### Data lines
** BEGIN **

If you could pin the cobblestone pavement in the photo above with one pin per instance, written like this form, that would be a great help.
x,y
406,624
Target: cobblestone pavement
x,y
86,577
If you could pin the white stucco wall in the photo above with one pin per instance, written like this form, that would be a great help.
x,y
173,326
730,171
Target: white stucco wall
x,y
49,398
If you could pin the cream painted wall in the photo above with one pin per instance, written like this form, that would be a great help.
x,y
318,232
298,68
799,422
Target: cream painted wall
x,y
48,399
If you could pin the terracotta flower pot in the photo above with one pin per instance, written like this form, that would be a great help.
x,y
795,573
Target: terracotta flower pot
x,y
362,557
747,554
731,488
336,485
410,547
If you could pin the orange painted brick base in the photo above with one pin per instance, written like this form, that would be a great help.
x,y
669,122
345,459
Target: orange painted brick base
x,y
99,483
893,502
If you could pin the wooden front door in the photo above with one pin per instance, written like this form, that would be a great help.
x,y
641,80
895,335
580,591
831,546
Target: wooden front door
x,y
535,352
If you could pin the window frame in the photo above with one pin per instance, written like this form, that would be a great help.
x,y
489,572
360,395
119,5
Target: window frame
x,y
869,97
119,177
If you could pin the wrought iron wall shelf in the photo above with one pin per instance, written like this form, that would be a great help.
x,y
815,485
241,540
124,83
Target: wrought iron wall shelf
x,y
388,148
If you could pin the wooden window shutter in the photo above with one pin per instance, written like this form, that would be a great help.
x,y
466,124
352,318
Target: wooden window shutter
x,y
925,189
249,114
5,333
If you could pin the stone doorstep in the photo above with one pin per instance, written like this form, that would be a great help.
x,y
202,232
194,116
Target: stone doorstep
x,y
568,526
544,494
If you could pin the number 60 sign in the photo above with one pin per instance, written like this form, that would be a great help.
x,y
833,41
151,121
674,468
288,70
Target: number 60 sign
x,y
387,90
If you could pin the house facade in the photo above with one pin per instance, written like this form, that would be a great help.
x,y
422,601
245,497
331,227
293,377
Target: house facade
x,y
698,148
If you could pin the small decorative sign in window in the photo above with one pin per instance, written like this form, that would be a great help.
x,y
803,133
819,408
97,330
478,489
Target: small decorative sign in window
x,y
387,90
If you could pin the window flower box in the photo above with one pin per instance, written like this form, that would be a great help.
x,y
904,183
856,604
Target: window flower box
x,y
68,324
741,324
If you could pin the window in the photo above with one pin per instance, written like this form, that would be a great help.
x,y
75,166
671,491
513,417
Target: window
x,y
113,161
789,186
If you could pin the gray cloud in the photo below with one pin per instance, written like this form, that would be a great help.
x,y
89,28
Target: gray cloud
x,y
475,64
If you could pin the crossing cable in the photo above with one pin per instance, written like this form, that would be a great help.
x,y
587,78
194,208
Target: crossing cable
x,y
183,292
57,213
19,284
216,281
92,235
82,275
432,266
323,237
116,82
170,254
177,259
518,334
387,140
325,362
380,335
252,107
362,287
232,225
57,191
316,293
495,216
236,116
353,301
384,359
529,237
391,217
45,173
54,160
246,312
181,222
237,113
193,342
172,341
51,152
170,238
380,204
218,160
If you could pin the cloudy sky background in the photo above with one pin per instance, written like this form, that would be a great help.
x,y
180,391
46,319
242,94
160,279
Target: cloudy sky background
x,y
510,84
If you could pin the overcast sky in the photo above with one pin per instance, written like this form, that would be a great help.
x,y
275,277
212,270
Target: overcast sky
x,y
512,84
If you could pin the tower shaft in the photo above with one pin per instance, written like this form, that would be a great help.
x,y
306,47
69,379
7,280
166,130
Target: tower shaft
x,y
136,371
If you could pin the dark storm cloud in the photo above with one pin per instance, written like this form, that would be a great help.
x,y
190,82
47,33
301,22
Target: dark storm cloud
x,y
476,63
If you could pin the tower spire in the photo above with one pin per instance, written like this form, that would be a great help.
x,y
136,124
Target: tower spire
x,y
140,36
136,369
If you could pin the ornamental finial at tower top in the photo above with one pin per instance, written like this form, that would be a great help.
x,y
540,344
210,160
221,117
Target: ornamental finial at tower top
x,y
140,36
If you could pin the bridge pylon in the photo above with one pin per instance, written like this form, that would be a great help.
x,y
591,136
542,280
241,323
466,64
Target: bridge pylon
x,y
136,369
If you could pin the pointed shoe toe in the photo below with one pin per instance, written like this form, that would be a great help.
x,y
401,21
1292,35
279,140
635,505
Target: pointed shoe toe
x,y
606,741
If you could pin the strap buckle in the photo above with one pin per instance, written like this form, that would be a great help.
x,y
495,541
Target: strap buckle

** END **

### Work to be completed
Reproduce all of the data above verbatim, keeping every line in its original order.

### Task result
If you could pin the cobblestone pavement in the photo above with one pin per instance, written like this form, that would be a great help.
x,y
406,624
Target: cobblestone pavement
x,y
86,577
If you could pin the white stucco wall in the photo above with one pin per instance, written like this form, that would be a great help.
x,y
173,326
730,171
Target: white stucco wall
x,y
49,398
If you could pin the cream painted wall in the photo above with one pin per instance, written like this form, that would be a great help.
x,y
318,232
298,68
799,422
Target: cream painted wall
x,y
48,399
If you could pin the terracotta flower pot in the photo above with one pin per instance, written like this form, that would be a great help.
x,y
795,573
Target: terracotta flower pot
x,y
362,557
747,554
731,488
336,485
410,547
If you could pin the orange painted brick base in the photo above with one pin per instance, written like this form, that would be a great help.
x,y
669,122
345,459
Target: orange painted brick base
x,y
99,483
893,502
If you could pin the wooden front door in the photo above with one pin per instance, written like this form, that would be a great help.
x,y
641,80
895,335
580,591
831,546
Target: wooden front door
x,y
535,352
If you could pin the window frame in the photo above with one pin per instance, written like this form, that would be a great help.
x,y
489,572
360,395
119,5
Target: window frame
x,y
869,97
119,177
If you could pin the wrought iron wall shelf in the photo above with one pin per instance, written like this form, that would be a great help.
x,y
815,485
241,540
124,83
Target: wrought iron wall shelf
x,y
388,148
If you could pin the wooden window shutter in the photo above with one pin per instance, written like this form, that would be a great help.
x,y
466,124
352,318
Target: wooden window shutter
x,y
925,189
249,114
5,333
If you could pin the stone doorstep in the photo above with one pin per instance, written like this form, that would be a great help.
x,y
202,232
194,116
Target: stone doorstep
x,y
568,526
544,494
If you could pin the number 60 sign in the photo above with one pin per instance, written like this form, that would be a great help.
x,y
833,41
151,121
674,468
288,70
Target: number 60 sign
x,y
387,90
If you could pin the house facade in the photo above with one pin per instance, written like this form, that would be a great help.
x,y
422,601
245,497
331,227
293,377
Target: house facade
x,y
698,148
If you could pin the small decorative sign in window in the photo above with one pin per instance, written like this form, that would be a great help.
x,y
803,133
819,408
97,330
478,489
Target: small decorative sign in window
x,y
387,90
If you could pin the window flower box in the photo above with one pin per instance, written like this form, that would be a great help.
x,y
904,183
856,604
Target: window flower box
x,y
68,324
741,324
If you could pin the window in the photo above with one pin per instance, written like this form, that would be a great help.
x,y
75,166
671,491
513,417
Target: window
x,y
113,161
789,186
If you could pin the gray cloud in the photo below with one pin per instance, written like this form, that would be a great help.
x,y
89,28
Target: gray cloud
x,y
475,64
If you could pin the crossing cable in the photo above with one pin per instance, written like this form, that would be a great help.
x,y
587,78
194,208
Target: crossing cable
x,y
183,292
57,213
19,284
216,281
92,235
82,275
432,266
323,237
116,82
170,254
177,259
518,334
387,140
325,362
380,335
252,107
362,287
232,225
57,191
316,293
495,216
236,116
353,301
384,359
529,237
391,217
45,173
54,160
246,312
181,222
237,113
193,342
172,341
51,152
170,238
380,204
218,160
If you could pin the cloudy sky background in the photo above with one pin per instance, written like this form, that would be a great help.
x,y
180,391
46,319
242,94
160,279
Target: cloudy sky background
x,y
510,84
If you could pin the overcast sky in the photo above with one pin per instance, written like this form, that would be a great help.
x,y
275,277
212,270
Target: overcast sky
x,y
512,84
If you could pin the tower shaft in the photo above with one pin per instance, written like this form, that would be a great help.
x,y
306,47
69,379
7,280
166,130
Target: tower shaft
x,y
136,371
If you could pin the dark storm cloud in the photo above with one pin per instance, written like this form, that would be a great help.
x,y
190,82
47,33
301,22
Target: dark storm cloud
x,y
476,63
If you could pin the tower spire in the photo above with one pin per instance, written like this form, that would be a great help.
x,y
136,124
Target: tower spire
x,y
140,36
136,369
If you could pin the ornamental finial at tower top in the photo above with one pin per instance, written like this form, that would be a great help.
x,y
540,344
210,160
221,117
Target: ornamental finial at tower top
x,y
140,36
If you could pin the bridge pylon in the photo above with one pin per instance, written like this form, that would be a great help.
x,y
591,136
542,280
241,323
466,64
Target: bridge pylon
x,y
136,369
If you could pin the pointed shoe toe in the photo below with one pin per instance, written like this form, that would be a great help.
x,y
401,21
1292,35
279,140
635,505
Target: pointed shoe toe
x,y
606,741
If you could pin the strap buckle in the photo above with one pin per instance, written like this form, that would be a great help.
x,y
495,541
Target: strap buckle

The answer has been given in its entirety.